Exercise objective
Return each line of the listing below that contains the string "black". Copy the lines whole, and count only matches with the same uppercase and lowercase letters.
···
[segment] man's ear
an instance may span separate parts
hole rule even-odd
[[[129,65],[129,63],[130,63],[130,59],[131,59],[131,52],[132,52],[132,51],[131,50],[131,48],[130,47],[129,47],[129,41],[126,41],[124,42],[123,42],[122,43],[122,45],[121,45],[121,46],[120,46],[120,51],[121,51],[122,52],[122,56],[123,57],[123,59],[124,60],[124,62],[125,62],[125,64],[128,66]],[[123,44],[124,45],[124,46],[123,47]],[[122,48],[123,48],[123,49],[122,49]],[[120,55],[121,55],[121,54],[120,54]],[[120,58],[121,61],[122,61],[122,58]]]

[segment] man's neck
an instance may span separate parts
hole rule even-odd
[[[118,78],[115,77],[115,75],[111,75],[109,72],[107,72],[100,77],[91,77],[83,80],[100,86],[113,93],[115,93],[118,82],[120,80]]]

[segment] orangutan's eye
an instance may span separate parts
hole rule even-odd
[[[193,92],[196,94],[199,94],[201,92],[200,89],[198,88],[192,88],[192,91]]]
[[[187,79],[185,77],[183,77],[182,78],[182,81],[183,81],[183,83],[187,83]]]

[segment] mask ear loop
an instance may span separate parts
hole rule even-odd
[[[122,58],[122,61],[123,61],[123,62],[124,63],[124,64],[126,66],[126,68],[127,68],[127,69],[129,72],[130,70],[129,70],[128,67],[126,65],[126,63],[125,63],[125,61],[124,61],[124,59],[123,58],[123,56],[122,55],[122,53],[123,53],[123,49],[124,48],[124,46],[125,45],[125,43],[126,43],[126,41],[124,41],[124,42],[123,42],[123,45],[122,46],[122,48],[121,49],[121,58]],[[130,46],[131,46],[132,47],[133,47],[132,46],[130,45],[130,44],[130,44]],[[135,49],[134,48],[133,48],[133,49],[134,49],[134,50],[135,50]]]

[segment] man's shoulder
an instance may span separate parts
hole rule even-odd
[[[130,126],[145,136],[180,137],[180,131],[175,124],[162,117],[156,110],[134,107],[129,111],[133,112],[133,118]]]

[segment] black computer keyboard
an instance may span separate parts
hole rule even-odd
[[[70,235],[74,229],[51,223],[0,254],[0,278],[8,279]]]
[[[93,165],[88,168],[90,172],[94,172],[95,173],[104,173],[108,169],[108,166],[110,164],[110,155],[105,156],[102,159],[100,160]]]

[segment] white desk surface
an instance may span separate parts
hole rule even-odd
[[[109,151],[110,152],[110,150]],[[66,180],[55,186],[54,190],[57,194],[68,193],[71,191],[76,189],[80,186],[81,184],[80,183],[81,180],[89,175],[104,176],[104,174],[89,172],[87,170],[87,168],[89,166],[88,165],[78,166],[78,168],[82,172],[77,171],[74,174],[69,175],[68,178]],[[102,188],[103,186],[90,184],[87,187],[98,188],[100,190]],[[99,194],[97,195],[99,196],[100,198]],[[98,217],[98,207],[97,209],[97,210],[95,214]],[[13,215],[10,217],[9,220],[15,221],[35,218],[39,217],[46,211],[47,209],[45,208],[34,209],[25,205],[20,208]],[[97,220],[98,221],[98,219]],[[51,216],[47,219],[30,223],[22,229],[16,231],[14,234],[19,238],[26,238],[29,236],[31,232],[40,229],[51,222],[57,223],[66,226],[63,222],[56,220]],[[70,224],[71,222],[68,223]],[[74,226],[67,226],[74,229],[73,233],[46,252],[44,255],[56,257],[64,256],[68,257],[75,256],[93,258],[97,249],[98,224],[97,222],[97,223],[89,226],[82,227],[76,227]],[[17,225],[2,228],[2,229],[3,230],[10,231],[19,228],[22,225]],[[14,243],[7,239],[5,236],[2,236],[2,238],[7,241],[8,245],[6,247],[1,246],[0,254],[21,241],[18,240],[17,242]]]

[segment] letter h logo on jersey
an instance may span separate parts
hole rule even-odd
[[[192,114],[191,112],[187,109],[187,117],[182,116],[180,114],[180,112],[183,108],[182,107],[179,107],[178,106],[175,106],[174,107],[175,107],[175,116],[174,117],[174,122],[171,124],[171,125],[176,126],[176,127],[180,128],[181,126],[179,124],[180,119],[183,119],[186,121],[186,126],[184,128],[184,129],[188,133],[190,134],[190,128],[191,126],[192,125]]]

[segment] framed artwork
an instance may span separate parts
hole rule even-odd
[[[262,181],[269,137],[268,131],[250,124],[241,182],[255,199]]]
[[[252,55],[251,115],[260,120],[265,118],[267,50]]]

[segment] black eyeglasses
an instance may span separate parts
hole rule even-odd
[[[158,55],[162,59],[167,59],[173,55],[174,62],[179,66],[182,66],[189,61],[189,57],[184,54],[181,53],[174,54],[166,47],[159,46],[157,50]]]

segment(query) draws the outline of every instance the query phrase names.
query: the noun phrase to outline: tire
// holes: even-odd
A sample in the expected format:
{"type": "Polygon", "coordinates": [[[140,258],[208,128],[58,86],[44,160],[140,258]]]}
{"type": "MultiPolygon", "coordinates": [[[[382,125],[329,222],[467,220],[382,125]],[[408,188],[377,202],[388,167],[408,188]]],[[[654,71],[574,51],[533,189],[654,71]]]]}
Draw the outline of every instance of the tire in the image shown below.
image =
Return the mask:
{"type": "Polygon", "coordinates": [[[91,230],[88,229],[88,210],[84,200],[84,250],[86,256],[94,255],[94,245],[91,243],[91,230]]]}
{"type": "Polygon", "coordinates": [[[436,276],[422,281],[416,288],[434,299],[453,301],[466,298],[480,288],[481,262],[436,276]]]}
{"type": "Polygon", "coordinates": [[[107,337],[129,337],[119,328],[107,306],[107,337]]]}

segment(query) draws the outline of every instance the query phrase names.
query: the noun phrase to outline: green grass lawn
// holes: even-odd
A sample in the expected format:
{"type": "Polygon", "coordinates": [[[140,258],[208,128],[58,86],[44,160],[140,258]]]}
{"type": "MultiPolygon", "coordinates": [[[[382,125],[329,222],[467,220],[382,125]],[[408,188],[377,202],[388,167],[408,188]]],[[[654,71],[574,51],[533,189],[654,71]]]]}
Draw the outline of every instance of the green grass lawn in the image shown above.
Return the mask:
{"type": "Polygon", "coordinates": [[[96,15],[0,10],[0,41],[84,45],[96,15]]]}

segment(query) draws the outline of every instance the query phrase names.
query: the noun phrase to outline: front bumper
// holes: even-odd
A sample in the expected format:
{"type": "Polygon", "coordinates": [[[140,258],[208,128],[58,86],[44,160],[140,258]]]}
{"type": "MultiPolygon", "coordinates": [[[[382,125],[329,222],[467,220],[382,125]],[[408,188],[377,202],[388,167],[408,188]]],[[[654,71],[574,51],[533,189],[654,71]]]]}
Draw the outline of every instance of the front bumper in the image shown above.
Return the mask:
···
Exercise result
[segment] black computer keyboard
[segment] black eyeglasses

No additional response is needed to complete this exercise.